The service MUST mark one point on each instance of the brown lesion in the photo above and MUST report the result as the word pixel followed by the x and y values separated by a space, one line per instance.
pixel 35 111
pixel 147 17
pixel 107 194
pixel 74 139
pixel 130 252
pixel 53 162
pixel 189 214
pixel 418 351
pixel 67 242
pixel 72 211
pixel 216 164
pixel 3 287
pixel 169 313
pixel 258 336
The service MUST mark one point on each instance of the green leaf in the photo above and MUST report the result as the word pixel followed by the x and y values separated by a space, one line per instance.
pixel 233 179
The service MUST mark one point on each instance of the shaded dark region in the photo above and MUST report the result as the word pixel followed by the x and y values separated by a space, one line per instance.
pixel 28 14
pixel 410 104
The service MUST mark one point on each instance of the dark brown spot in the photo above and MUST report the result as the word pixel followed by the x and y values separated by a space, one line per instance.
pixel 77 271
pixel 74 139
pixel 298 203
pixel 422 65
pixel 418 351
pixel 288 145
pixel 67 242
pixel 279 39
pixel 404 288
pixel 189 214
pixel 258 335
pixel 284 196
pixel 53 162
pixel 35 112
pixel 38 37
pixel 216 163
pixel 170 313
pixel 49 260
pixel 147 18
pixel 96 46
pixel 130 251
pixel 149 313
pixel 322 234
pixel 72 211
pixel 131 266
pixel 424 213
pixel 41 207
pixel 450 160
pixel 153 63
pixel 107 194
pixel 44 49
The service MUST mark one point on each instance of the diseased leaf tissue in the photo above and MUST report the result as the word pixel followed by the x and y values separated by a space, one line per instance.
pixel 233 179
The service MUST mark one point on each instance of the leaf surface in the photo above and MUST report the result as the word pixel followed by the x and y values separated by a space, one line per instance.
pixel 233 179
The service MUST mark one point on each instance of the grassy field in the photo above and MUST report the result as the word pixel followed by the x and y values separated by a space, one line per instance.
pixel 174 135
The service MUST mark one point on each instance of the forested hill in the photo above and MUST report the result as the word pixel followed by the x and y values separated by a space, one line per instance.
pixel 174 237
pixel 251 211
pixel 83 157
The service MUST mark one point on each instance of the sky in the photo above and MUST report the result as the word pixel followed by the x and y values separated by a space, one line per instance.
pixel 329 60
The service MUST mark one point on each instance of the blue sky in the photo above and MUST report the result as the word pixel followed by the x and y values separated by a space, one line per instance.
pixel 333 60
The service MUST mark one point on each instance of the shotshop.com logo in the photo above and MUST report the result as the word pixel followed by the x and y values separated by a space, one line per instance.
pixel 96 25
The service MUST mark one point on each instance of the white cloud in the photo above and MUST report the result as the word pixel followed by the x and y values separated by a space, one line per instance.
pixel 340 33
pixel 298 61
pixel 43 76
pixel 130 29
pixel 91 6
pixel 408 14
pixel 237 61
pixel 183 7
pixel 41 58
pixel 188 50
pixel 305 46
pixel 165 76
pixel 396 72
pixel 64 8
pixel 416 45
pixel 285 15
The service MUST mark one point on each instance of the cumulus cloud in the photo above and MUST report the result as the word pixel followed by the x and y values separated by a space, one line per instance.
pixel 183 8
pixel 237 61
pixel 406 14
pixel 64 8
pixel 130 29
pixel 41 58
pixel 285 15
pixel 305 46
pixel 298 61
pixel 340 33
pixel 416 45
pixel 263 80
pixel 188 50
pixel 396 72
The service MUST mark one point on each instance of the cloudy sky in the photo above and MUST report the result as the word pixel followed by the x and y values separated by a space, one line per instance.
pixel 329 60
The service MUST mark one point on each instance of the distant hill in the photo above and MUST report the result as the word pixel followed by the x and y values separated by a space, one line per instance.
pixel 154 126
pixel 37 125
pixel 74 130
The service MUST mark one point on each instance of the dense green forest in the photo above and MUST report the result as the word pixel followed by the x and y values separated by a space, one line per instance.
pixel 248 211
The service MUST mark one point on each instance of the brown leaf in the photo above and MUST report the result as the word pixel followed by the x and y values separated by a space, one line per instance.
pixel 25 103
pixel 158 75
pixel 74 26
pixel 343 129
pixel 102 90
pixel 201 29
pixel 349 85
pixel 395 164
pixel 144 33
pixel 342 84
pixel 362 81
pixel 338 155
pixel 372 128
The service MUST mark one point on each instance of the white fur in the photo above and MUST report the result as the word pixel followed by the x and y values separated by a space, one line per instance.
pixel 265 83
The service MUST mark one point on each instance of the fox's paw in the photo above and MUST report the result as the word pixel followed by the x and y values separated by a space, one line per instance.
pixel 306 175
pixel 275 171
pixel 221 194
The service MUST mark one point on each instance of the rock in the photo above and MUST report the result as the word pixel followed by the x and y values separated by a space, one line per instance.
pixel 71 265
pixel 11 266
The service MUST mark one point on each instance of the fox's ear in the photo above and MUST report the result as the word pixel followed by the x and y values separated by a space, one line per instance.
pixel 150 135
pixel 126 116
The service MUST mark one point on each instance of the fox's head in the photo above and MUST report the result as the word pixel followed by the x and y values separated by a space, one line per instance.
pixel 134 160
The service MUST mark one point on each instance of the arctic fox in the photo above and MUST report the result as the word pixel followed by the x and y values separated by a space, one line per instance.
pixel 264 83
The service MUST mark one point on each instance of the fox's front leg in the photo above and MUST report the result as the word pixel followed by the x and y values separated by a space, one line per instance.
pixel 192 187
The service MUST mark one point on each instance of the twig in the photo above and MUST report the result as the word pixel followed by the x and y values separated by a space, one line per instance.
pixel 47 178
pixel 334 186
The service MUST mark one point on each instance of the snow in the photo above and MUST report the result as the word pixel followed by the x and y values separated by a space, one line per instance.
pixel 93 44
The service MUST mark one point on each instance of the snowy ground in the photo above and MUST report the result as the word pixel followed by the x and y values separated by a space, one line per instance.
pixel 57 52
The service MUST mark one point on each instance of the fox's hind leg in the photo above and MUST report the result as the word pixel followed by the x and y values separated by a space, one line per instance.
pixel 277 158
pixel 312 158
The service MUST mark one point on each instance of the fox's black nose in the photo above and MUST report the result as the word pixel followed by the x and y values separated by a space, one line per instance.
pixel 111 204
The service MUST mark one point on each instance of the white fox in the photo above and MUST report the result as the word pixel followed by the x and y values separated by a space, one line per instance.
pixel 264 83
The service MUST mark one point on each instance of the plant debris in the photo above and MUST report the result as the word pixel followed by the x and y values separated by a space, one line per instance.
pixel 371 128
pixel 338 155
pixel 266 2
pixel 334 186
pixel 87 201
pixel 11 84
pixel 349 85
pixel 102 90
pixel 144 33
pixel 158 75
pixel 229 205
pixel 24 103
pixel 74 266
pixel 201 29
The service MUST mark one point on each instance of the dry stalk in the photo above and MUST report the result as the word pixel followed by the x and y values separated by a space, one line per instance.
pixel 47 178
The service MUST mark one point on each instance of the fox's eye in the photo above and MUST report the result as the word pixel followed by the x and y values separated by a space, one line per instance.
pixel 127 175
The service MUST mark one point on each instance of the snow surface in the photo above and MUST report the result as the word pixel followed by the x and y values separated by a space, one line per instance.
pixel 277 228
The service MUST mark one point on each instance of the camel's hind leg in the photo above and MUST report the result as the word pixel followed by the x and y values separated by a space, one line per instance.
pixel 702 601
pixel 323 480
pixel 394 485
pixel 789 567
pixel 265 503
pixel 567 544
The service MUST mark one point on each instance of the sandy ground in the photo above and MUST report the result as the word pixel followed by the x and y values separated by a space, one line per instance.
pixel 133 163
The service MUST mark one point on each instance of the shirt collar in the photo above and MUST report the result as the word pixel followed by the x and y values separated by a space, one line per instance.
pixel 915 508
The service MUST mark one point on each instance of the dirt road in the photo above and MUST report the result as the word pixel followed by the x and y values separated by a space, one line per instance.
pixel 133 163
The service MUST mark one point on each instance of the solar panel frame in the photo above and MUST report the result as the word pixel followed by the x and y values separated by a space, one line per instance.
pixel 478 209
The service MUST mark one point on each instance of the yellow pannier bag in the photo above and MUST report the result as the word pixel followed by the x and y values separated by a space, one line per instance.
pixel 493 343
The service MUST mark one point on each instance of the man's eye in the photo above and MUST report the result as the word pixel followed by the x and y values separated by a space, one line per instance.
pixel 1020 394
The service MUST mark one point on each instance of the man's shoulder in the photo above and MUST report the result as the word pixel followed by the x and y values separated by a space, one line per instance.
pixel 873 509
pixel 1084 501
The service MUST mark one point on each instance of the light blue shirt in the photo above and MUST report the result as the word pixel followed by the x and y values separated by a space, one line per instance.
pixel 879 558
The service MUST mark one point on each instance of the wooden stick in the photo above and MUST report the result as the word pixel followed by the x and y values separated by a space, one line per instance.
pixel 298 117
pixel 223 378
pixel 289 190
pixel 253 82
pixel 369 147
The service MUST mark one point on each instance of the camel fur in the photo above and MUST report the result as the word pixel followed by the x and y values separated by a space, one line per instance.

──────────────────────────────

The answer must be the line containing "the man's shoulder" and every line after it through the last line of the records above, repeated exactly.

### Written solution
The service MUST mark one point on each instance of the man's shoulder in the photo above and MUST report the result as the word pixel followed by the x and y values separated by a space, one line per instance.
pixel 873 509
pixel 1084 501
The service MUST mark one point on each instance of the light blue shirt in the photo above and MUST report the result as the word pixel followed by the x and y values separated by a space, one line per instance.
pixel 879 558
The service MUST mark one point on each instance of the wooden stick in the photo above and MUST report the result as the word pixel followed by the x and y values separated by a space, one line per instance.
pixel 298 117
pixel 223 378
pixel 289 190
pixel 253 82
pixel 369 147
The service MUST mark one point on each instance of the camel fur in the photo above and MUST report the result as the word pixel followed by the x and y values separated by a space, one line per instance.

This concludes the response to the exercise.